_Records to use_.
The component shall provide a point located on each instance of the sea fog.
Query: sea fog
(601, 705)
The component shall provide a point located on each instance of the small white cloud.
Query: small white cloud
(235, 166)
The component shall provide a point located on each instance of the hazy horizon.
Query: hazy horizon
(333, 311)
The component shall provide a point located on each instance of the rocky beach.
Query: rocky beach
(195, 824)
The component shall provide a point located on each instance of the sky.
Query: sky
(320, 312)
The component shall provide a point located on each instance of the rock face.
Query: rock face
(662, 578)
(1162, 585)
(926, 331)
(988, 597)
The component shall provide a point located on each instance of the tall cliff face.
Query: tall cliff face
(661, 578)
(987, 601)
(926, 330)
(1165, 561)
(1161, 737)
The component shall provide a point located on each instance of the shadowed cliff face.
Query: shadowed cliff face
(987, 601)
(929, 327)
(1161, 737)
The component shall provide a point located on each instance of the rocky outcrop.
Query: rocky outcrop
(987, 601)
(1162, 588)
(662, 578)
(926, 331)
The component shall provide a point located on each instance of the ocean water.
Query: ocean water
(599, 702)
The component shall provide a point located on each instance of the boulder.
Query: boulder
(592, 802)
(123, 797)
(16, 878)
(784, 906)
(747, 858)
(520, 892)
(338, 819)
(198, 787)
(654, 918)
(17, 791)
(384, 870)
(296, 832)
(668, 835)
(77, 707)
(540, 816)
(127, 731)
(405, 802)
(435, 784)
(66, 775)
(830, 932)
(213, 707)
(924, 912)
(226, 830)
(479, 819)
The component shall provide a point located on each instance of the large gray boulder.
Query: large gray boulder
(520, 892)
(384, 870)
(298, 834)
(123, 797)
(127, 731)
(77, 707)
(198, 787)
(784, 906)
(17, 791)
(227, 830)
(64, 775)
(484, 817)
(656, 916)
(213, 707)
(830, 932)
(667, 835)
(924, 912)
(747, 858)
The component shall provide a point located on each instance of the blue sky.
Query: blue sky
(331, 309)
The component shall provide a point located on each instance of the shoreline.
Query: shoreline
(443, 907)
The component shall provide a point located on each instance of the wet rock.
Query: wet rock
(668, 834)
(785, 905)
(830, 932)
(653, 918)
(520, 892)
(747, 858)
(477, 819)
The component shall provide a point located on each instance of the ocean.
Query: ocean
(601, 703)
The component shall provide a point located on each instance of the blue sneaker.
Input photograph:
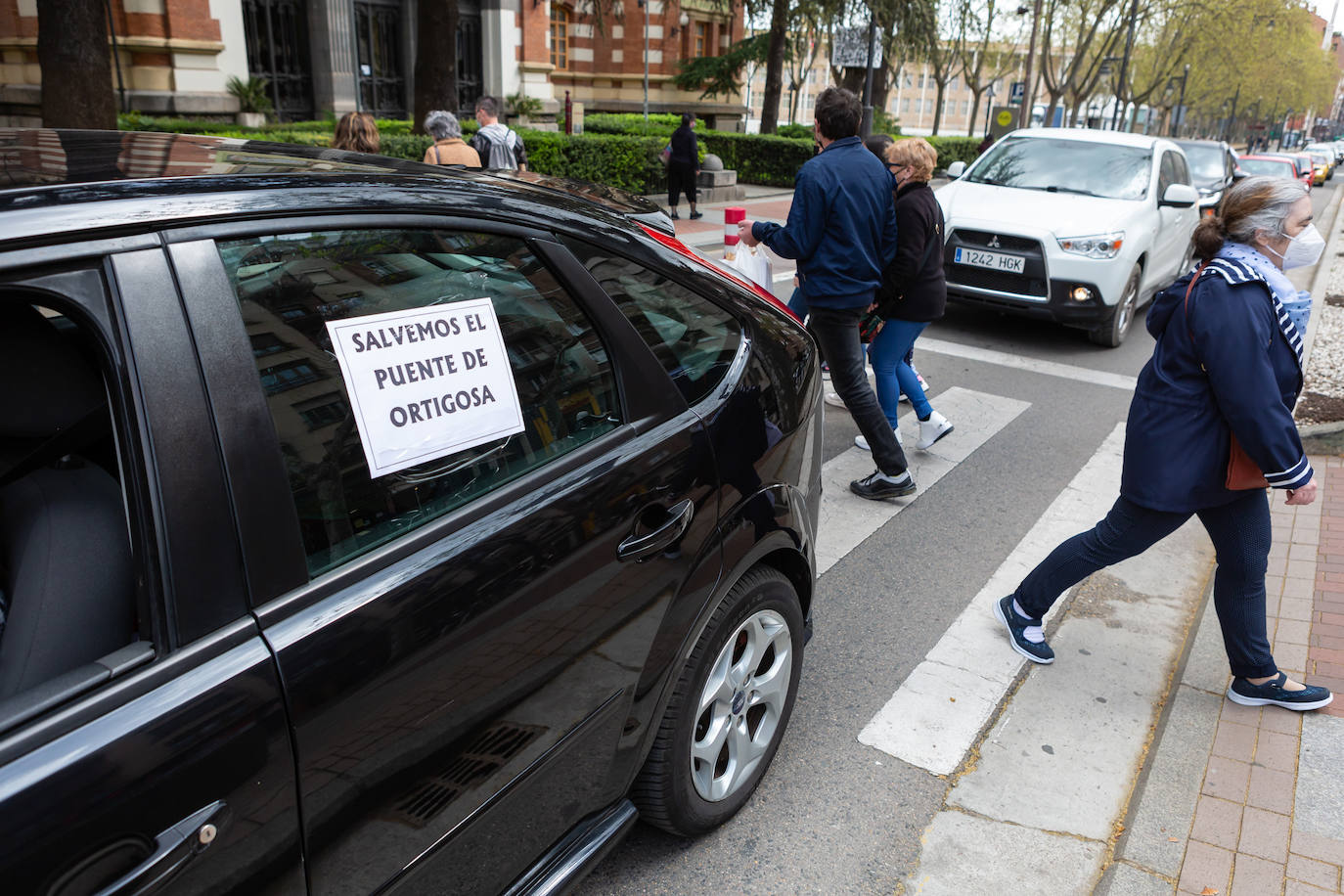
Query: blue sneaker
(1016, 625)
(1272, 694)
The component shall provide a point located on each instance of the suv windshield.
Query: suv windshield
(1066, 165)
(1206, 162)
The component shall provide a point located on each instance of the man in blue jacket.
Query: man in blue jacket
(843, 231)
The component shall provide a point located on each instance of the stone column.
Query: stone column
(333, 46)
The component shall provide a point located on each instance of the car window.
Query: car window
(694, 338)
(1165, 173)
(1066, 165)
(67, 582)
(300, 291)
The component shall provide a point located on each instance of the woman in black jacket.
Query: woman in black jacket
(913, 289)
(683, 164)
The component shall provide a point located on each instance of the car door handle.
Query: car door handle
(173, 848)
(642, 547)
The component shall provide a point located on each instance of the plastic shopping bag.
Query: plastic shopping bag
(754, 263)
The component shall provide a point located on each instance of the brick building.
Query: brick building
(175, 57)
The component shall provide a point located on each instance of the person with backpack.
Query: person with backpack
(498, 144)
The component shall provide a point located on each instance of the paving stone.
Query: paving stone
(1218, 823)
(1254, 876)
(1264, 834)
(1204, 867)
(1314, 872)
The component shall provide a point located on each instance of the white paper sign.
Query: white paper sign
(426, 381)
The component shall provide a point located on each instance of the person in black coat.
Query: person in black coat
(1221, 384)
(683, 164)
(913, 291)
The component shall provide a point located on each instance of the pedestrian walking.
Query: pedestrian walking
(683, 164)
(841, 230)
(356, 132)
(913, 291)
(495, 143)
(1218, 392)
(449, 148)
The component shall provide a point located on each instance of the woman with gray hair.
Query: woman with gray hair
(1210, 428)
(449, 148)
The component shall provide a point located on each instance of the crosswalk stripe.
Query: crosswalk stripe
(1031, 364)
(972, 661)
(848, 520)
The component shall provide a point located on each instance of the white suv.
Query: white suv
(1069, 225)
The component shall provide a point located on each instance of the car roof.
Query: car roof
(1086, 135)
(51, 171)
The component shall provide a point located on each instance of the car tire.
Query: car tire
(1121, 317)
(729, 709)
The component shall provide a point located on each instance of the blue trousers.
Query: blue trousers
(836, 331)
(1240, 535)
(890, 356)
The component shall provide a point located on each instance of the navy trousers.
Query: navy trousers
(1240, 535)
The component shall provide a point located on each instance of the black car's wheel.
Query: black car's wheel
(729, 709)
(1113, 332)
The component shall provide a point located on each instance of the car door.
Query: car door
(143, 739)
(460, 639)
==
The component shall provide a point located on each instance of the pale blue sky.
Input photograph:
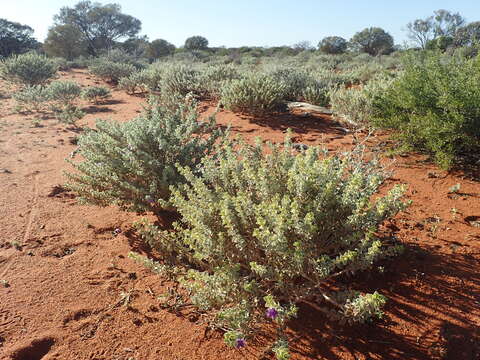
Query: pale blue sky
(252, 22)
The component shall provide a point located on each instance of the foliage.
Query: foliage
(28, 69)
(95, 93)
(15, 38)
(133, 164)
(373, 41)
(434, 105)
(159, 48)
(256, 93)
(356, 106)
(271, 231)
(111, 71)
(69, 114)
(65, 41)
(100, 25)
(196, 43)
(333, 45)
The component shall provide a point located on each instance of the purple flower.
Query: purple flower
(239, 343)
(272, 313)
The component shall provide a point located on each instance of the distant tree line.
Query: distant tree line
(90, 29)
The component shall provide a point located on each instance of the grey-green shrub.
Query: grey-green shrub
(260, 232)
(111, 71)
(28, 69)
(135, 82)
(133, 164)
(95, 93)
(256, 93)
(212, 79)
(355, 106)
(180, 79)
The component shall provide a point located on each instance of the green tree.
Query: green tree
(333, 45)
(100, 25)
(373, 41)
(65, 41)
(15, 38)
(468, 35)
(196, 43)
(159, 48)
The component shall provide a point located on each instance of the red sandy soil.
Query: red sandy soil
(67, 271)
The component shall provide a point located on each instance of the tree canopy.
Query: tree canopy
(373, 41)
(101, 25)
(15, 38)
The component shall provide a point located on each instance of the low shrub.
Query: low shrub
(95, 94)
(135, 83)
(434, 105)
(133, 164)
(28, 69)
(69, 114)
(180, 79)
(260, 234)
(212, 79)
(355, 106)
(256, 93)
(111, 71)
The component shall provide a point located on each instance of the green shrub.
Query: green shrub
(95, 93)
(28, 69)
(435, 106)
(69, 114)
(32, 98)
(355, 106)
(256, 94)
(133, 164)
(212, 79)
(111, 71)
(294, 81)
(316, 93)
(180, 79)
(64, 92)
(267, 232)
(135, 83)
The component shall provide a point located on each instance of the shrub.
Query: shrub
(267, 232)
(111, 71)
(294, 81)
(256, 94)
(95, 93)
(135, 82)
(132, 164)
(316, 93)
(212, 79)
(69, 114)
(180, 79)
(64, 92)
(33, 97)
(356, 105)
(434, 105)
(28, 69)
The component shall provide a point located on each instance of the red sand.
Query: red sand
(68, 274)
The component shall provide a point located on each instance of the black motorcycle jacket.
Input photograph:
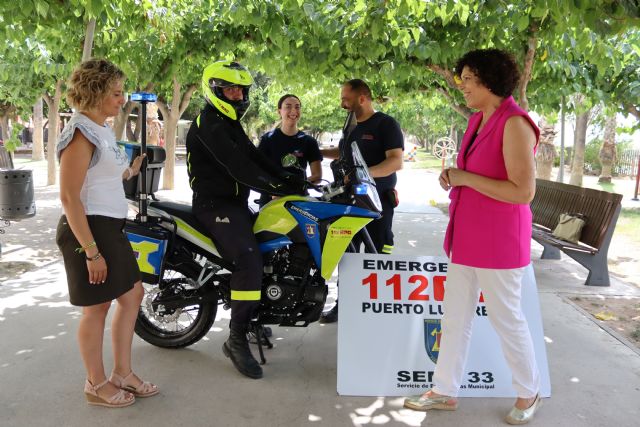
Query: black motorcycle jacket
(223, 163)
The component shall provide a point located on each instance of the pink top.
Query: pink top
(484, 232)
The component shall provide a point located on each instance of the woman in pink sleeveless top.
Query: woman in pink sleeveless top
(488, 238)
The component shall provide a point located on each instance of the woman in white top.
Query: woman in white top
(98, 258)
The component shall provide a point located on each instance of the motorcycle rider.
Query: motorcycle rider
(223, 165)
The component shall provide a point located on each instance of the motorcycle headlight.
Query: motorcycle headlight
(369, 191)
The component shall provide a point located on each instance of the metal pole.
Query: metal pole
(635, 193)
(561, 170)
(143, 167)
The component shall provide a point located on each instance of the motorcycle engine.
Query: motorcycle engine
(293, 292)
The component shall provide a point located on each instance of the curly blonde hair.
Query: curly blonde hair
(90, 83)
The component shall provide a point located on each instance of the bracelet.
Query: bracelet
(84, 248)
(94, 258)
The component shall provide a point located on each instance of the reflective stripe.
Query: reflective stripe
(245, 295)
---
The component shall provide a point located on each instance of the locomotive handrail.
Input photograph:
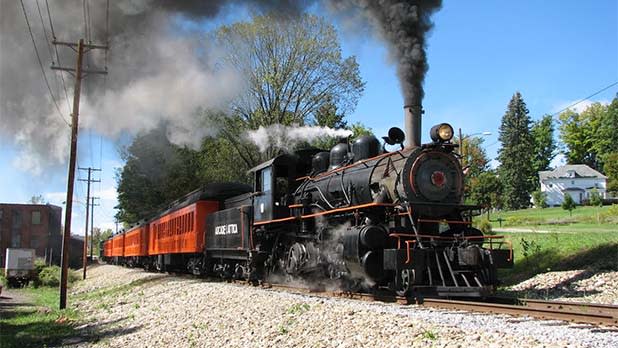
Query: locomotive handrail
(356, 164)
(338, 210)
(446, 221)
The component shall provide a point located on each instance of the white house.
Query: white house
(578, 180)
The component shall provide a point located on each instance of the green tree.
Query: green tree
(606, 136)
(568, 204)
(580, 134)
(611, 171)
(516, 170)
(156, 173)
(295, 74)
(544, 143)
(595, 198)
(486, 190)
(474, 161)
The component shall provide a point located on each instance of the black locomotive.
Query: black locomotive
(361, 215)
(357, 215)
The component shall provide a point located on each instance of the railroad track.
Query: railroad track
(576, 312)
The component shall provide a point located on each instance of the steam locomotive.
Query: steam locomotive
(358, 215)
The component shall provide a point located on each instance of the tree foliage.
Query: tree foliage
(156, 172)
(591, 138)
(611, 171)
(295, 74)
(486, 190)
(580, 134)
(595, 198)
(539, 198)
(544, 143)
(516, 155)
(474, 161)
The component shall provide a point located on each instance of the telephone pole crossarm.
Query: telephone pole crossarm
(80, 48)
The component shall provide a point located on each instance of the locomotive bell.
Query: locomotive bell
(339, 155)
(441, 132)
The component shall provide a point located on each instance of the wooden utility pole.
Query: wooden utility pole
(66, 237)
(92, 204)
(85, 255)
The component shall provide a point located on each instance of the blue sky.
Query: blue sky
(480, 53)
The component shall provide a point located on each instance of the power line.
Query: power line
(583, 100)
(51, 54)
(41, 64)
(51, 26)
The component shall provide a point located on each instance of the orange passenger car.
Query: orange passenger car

_The request_. Reproduce word for word the lines running from the line containing "the locomotive bell." to the line containing "Query: orange passenger car", including both of those lines.

_The answer_.
The component shall provide a point located on each instance of the locomotive bell.
Query: locomotive bell
(339, 155)
(441, 132)
The component shall provide a point located on each instance of the wooden utility pole.
Query: wooden utility pole
(66, 237)
(92, 204)
(85, 255)
The component shall provide a point located on each instance of the blue sky.
Query: blue sky
(480, 53)
The component shall provide a point located on each instance of the power line.
Query: power line
(583, 100)
(51, 54)
(41, 64)
(51, 26)
The component shall provide a point located on each instance of the orange passenger car.
Query: orange passenger car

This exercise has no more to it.